*Énoncé A*: Donnez sous forme de liste JSON de chaînes, à raison d'une chaîne par ligne et sans les lignes vides, tout ce qui va de la ligne contenant "look for asphalt" jusqu'à la fin des enregistrements, bornes comprises.

________________

Makery

La leçon de choses et d’organes d’Edwige Armand

Une autre façon d'écouter un cerveau, c'est ce que propose Edwige Armand avec «Endophonie mécanisée». © Quentin Chevrier / Art2M pour Arcadi Île-de-France

Edwige Armand s’est appuyée sur le fablab Artilect à Toulouse pour concevoir l’installation «Endophonie Mécanisée», exposée dans le cadre de la biennale numérique Nemo, à Paris. L’artiste y donne à «entendre» des organes. 

Dans la salle d’exposition du 104 transformé en atelier laborantin pour la durée de l’exposition Prosopopées, dans le cadre de la biennale d’art numérique Nemo, un curieux spectacle clinique se soumet à notre observation. Placés sous verre, « transfusés » plus que connectés, un cœur, des intestins, un poumon, un cerveau et un foie se livrent à notre empathie dans une évocation murmurée d’un corps amputé et morcelé.

La jeune artiste Edwige Armand donne littéralement ces organes à entendre au public grâce à un système d’amplification et de composition sonore restitués et l’aide de Julien Rabin du GMEA, Centre national de création musicale d’Albi-Tarn. Mais pas seulement.

Son installation Endophonie Mécanisée permet « d’acquérir une conscience grâce à une attention au corps pour rompre nos automatismes langagiers, sensori-moteurs, afin de non pas écouter un autre sens de la réalité mais de l’écrire, “l’enacter”, c’est-à-dire la faire advenir par des choix et des décisions », explique Edwige Armand. Manière « d’inviter à comprendre que ce que nous ressentons, vivons, est toujours une création et que la liberté consiste à se désemparer de toutes les formes dictées, qui ne sont qu’une manière de sentir et penser le monde. »

________________

*Énoncé B*: Extrayez de l'article sur Edwige Armand tout ce qui va de "Une autre façon" jusqu'à "amputé et morcelé.", sans rien modifier.

Extraits de jeux de données annotés par boîtes:
________________

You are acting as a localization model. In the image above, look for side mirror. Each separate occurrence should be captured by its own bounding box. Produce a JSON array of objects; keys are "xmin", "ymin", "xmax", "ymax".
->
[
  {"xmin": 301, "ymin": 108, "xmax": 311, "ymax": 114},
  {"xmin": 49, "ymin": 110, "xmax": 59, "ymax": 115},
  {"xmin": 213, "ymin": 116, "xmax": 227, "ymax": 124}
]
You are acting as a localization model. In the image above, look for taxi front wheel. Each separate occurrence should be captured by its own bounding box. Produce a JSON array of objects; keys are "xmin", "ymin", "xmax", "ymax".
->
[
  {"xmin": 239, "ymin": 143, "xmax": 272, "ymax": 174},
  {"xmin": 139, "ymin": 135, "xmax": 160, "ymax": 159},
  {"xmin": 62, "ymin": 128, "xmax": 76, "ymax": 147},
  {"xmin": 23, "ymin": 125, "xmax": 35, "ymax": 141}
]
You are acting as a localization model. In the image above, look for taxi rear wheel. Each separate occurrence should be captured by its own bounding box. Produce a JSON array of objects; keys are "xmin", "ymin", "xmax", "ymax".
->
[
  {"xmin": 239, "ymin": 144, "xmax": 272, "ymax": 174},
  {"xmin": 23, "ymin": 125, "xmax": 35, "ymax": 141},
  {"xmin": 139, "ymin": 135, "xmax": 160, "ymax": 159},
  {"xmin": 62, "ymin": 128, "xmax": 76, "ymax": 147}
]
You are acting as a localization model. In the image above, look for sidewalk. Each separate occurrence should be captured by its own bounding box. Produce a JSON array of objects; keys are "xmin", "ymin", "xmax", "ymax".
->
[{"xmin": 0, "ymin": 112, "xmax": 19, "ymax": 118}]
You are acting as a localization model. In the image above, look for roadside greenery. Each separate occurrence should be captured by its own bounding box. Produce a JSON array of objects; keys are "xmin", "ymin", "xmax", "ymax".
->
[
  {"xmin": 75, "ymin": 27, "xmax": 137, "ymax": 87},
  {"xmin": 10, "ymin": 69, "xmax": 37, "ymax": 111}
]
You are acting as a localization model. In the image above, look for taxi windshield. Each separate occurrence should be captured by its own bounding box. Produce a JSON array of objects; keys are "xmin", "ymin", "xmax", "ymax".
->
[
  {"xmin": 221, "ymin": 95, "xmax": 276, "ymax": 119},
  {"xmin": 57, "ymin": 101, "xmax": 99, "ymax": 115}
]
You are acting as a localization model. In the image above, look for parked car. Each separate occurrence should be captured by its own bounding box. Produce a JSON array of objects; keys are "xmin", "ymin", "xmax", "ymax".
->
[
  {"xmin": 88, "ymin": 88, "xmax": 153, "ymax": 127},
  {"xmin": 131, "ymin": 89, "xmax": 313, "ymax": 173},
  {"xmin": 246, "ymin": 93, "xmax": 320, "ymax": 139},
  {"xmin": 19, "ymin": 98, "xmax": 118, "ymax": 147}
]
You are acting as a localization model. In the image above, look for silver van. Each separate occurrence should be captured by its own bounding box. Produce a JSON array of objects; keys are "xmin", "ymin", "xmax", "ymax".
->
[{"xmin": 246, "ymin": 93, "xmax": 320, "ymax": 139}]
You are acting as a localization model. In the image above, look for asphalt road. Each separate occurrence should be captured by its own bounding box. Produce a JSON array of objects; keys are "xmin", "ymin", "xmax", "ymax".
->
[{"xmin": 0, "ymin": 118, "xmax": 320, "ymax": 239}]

________________

*Réponse A*:
[
  "You are acting as a localization model. In the image above, look for asphalt road. Each separate occurrence should be captured by its own bounding box. Produce a JSON array of objects; keys are \"xmin\", \"ymin\", \"xmax\", \"ymax\".",
  "->",
  "[{\"xmin\": 0, \"ymin\": 118, \"xmax\": 320, \"ymax\": 239}]"
]

*Réponse B*:
Une autre façon d'écouter un cerveau, c'est ce que propose Edwige Armand avec «Endophonie mécanisée». © Quentin Chevrier / Art2M pour Arcadi Île-de-France

Edwige Armand s’est appuyée sur le fablab Artilect à Toulouse pour concevoir l’installation «Endophonie Mécanisée», exposée dans le cadre de la biennale numérique Nemo, à Paris. L’artiste y donne à «entendre» des organes. 

Dans la salle d’exposition du 104 transformé en atelier laborantin pour la durée de l’exposition Prosopopées, dans le cadre de la biennale d’art numérique Nemo, un curieux spectacle clinique se soumet à notre observation. Placés sous verre, « transfusés » plus que connectés, un cœur, des intestins, un poumon, un cerveau et un foie se livrent à notre empathie dans une évocation murmurée d’un corps amputé et morcelé.